▶ [Extrait du document]
+===+
Il ressort encore de tout ceci que le peuple était le « personnage principal du supplice » : à la fois spectateur et témoin (voire auxiliaire) de la puissance politique.
Mais un personnage pourtant toujours susceptible de manifester son hostilité au pouvoir : « la solidarité de toute une couche de la population avec ceux que nous appellerions les petits délinquants […] s’est manifestée assez continûment ». Au reste, la suppression des exécutions en place publique n’est pas étrangère au fait que « de la cérémonie des supplices, de cette fête incertaine […], c’était cette solidarité beaucoup plus que le pouvoir souverain qui risquait de sortir renforcée ».
UNE CONSTRUCTION ET UNE RESTAURATION DE SENS
Peu importe qu’il se soit agi d’un temps où le sens social s’établissait dans et par la personne du souverain de droit divin, du monarque absolu, du chef des armées (les exécutions étaient très largement encadrées par les corps militaires, si possible dans leur majestuosité). Et où l’appareil du supplice, plutôt qu’une politique de l’exemple, entendait mener une « politique de l’effroi qui visait à rendre sensible à tous sur le corps du criminel, la présence déchaînée du souverain ». Retenons plutôt ici qu’au-delà de la question de la vérité, insaisissable (en tout cas au-delà de son aspect judiciaire), la répression des attentats était un grand moment public, un spectacle tout à la fois de rétablissement et de construction de sens — certes contradictoires, ou mieux : dialectiquement opposés, c’est-à-dire pouvant aller de la réaffirmation de la structure sociale au sommet de laquelle trônait le souverain qui en irriguait tout le pouvoir au surgissement de solidarités populaires…
2017, RICHARD ROJAS
Quelque quatre siècles plus tard, en mai 2017, un jeune homme, Richard Rojas, surgit au cœur de la foule à Times Square (NY) au volant de sa voiture (une Honda Accord), vers midi (heure locale) et fauche 23 personnes, dont certaines sont grièvement blessées. Une femme meurt sur le coup.
Si on demeure tout aussi parfaitement infoutu aujourd’hui qu’il y a 400 cents ans d’apporter la moindre vérité à cette affaire, pas plus au reste qu’aux tueries qui se sont précédemment enchainées dans les écoles ou les rues de la Planète, quelque chose a pourtant profondément changé : c’est l’attentat qui fait spectacle (en témoignent l’ensemble des détails, de la marque de la voiture au nom du conducteur, ou les nombreuses vidéos en ligne). Le châtiment, selon le mouvement décrit par Michel Foucault, est quant à lui confiné aux geôles, ce dont Guantanamo constitue sans doute l’exemple archétypique.
On n’entend pas ici entrer dans des considérations politico-morales — n’y aurait-il pas quelque obscénité à se demander s’il est plus abominable de torturer en place publique ou dans le secret des prisons ou, en d’autres termes, si la place de Grève est plus, ou moins, horrible qu’Abu Ghraïb ? — mais plutôt s’interroger sur ce à quoi renvoie cette situation nouvelle.
+===+
▶ [Consigne A]
Répondez aux questions suivantes à partir de l'extrait sur les supplices et les attentats :
(i) Par quels corps les exécutions étaient-elles très largement encadrées ?
(ii) Combien de personnes Richard Rojas fauche-t-il à Times Square ?
(iii) Quel lieu est présenté comme l'exemple archétypique du châtiment confiné aux geôles ?
▶ [Consigne B]
Modifiez l'extrait sur les supplices et les attentats : recopiez le passage qui commence aux mots « Si on demeure » et s'achève après « doute l’exemple archétypique. », en substituant « prisons » à « geôles ».
▶ [Consigne C]
Reprenez l'extrait sur les supplices et les attentats à la suite de sa dernière phrase.
+===+
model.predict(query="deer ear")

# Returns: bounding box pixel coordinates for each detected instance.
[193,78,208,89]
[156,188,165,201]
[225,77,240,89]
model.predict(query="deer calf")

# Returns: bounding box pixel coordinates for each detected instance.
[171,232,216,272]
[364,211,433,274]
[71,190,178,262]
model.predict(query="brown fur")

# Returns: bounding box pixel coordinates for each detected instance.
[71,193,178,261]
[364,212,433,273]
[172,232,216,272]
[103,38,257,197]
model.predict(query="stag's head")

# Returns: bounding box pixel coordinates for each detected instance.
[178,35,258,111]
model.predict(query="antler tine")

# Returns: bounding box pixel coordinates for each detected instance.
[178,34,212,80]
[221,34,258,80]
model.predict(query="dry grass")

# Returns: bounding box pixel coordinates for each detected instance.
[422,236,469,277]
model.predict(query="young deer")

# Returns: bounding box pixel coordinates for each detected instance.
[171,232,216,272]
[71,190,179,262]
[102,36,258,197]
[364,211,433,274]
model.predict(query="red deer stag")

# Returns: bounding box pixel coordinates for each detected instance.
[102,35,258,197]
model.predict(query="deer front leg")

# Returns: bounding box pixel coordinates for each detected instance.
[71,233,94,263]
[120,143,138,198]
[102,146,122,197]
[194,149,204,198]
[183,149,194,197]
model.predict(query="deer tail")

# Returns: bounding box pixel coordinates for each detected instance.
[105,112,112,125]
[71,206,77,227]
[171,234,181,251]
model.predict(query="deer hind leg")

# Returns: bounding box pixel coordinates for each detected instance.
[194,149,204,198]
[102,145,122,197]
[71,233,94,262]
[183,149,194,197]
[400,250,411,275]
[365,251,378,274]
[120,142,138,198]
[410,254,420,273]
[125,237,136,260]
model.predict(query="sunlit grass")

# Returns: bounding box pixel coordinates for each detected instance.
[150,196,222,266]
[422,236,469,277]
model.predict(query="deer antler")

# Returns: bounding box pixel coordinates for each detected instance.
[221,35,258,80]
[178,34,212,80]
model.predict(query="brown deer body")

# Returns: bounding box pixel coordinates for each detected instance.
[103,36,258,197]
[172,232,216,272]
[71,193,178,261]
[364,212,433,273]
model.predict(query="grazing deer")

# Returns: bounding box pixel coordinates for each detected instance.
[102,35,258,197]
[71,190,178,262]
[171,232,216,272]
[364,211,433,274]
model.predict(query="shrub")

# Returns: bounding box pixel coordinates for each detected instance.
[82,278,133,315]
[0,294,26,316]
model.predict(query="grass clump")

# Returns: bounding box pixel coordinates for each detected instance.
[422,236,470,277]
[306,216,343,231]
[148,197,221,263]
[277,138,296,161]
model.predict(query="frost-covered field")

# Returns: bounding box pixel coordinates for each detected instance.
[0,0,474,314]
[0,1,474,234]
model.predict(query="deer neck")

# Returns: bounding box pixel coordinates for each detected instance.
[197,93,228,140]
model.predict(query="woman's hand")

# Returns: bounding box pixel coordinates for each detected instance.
+===+
▶ [Réponse A]
(i) Par les corps militaires.
(ii) 23 personnes.
(iii) Guantanamo.

▶ [Réponse B]
Si on demeure tout aussi parfaitement infoutu aujourd’hui qu’il y a 400 cents ans d’apporter la moindre vérité à cette affaire, pas plus au reste qu’aux tueries qui se sont précédemment enchainées dans les écoles ou les rues de la Planète, quelque chose a pourtant profondément changé : c’est l’attentat qui fait spectacle (en témoignent l’ensemble des détails, de la marque de la voiture au nom du conducteur, ou les nombreuses vidéos en ligne). Le châtiment, selon le mouvement décrit par Michel Foucault, est quant à lui confiné aux prisons, ce dont Guantanamo constitue sans doute l’exemple archétypique.

▶ [Réponse C]
LA SOCIÉTÉ DU SPECTACLE
On posera donc ici l’hypothèse exploratoire que cette inversion du lieu du spectacle est intimement liée à l’avènement (toujours en voie d’achèvement) de la « Société du spectacle »2 : où le crime est le spectacle et le châtiment, le signe de la disparition du sens (autant que du corps du criminel).
Précisions d’emblée que, pour Guy Debord, et pour le dire très vite, en régime de marchandisation généralisée, le spectacle est ce qui coupe toute relation directe au vécu, ce qui vient séparer le spectateur de sa propre vie. Une aliénation suprême : « Toute la vie des sociétés dans lesquelles règnent les conditions modernes de production s’annonce comme une immense accumulation de spectacles. Tout ce qui était directement vécu s’est éloigné dans une représentation » imposée.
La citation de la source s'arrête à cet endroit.